── PASSAGE PRÉSENTÉ ──
Ce que nous faisons aux autres en dit long sur ce que nous sommes. Cette phrase est un détournement du dicton « Ce que nous disons des autres en dit plus long sur nous-mêmes que sur les autres ». Elle me semble bien s’appliquer à la situation présente.
Je reviens d’un voyage en Ukraine et en Russie. J’ai passé le nouvel an chez des amis en banlieue de Moscou, et, nous nous sommes remémoré nos expériences des années 90. On ne le sait pas en Europe, ou on ne veut pas le savoir, mais la « période Eltsine » a été celle du chaos économique, politique et social à l’intérieur. A l’extérieur, ça a été celle de l’humiliation. Mes amis me rappelaient les visites de Michel Camdessus à Moscou quand la Russie vivait sous perfusion du FMI et de la Banque Mondiale. Les crises se sont succédées à cette époque. Notre hôte expliquait, à mon avis avec juste raison, qu’ « il y a plus d’expérience de la gestion des crises en Russie que dans n’importe quel autre pays européen ».
Cet élément est essentiel pour comprendre les réactions russes face à la crise actuelle, la chute du rouble et celle des prix du pétrole. Je remarquerais en passant que la chute du rouble amortit fortement celle des prix de l’or noir et ne l’aggrave pas comme semblent le penser certains de mes confrères.
Quel est le l’objectif des pays qui ont « décidé » les sanctions contre la Russie ? Officiellement, cela va de « faire comprendre à Moscou que son comportement en Crimée est inacceptable », à « provoquer un changement politique dans le pays », avec des nuances entre ces deux extrêmes.
Les sanctions sont supposées faire mal. Elle doivent provoquer un mal insupportable, et elle ont été calibrées en fonction de ce que les Occidentaux seraient prêts à supporter (c’est logique), mais la limite en Russie est beaucoup plus haute.
───
=== TÂCHE COURTE 1 ===
Répétez mot pour mot le segment du passage présenté ci-dessus qui va de « Cet élément est » jusqu'à « ces deux extrêmes. » inclus.
── LIGNES EXTRAITES ──
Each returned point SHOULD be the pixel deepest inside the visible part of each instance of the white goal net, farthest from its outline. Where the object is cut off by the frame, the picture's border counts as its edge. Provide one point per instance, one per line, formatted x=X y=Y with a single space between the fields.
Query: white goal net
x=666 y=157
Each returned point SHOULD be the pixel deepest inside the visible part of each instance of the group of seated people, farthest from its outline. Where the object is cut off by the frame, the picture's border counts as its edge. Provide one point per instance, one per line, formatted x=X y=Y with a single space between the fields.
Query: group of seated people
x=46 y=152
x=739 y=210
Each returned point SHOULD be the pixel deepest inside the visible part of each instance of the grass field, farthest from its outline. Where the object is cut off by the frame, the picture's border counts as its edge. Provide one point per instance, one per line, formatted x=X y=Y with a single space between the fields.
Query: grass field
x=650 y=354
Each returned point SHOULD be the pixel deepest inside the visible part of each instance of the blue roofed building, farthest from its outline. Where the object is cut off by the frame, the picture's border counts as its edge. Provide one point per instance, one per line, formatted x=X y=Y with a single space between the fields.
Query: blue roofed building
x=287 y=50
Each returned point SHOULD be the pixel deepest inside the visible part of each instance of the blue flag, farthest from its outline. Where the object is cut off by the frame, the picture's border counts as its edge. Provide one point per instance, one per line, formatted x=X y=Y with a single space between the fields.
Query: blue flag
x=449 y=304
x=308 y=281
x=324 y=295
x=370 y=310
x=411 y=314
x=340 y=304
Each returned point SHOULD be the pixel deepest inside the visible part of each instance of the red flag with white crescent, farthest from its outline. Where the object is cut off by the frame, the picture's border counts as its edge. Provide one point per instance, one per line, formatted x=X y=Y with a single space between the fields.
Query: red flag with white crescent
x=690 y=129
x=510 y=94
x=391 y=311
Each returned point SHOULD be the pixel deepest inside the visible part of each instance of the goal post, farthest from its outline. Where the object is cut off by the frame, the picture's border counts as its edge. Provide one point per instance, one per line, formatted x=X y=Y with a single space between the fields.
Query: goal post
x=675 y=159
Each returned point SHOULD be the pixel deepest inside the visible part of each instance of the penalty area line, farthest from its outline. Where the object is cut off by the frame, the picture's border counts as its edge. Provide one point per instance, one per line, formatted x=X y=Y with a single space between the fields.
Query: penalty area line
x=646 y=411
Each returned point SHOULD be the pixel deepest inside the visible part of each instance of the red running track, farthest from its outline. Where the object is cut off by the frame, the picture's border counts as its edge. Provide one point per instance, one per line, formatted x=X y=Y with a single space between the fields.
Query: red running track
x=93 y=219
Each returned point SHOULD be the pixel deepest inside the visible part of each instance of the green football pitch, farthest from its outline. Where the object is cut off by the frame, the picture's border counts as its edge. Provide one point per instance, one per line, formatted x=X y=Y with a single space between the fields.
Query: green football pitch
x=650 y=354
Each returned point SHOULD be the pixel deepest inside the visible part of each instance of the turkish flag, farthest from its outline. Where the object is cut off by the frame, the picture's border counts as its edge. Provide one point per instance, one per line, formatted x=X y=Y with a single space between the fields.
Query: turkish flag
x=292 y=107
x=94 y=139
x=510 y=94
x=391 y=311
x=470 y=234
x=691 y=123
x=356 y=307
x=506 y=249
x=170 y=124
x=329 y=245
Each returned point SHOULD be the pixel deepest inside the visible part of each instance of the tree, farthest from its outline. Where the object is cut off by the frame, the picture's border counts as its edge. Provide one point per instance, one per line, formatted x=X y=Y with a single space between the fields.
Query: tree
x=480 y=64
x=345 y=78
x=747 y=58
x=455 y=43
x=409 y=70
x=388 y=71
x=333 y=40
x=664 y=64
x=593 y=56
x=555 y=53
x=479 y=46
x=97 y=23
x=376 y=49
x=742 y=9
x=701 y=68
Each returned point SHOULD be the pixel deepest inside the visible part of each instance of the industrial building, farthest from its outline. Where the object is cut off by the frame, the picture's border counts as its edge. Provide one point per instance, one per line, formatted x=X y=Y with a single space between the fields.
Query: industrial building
───
=== TÂCHE COURTE 2 ===
Montrez, en les recopiant, toutes les lignes extraites ci-dessus qui contiennent la chaîne « group ». La casse compte.

=== RÉPONSE COMPLÈTE 1 ===
Cet élément est essentiel pour comprendre les réactions russes face à la crise actuelle, la chute du rouble et celle des prix du pétrole. Je remarquerais en passant que la chute du rouble amortit fortement celle des prix de l’or noir et ne l’aggrave pas comme semblent le penser certains de mes confrères.
Quel est le l’objectif des pays qui ont « décidé » les sanctions contre la Russie ? Officiellement, cela va de « faire comprendre à Moscou que son comportement en Crimée est inacceptable », à « provoquer un changement politique dans le pays », avec des nuances entre ces deux extrêmes.

=== RÉPONSE COMPLÈTE 2 ===
Each returned point SHOULD be the pixel deepest inside the visible part of each instance of the group of seated people, farthest from its outline. Where the object is cut off by the frame, the picture's border counts as its edge. Provide one point per instance, one per line, formatted x=X y=Y with a single space between the fields.
Query: group of seated people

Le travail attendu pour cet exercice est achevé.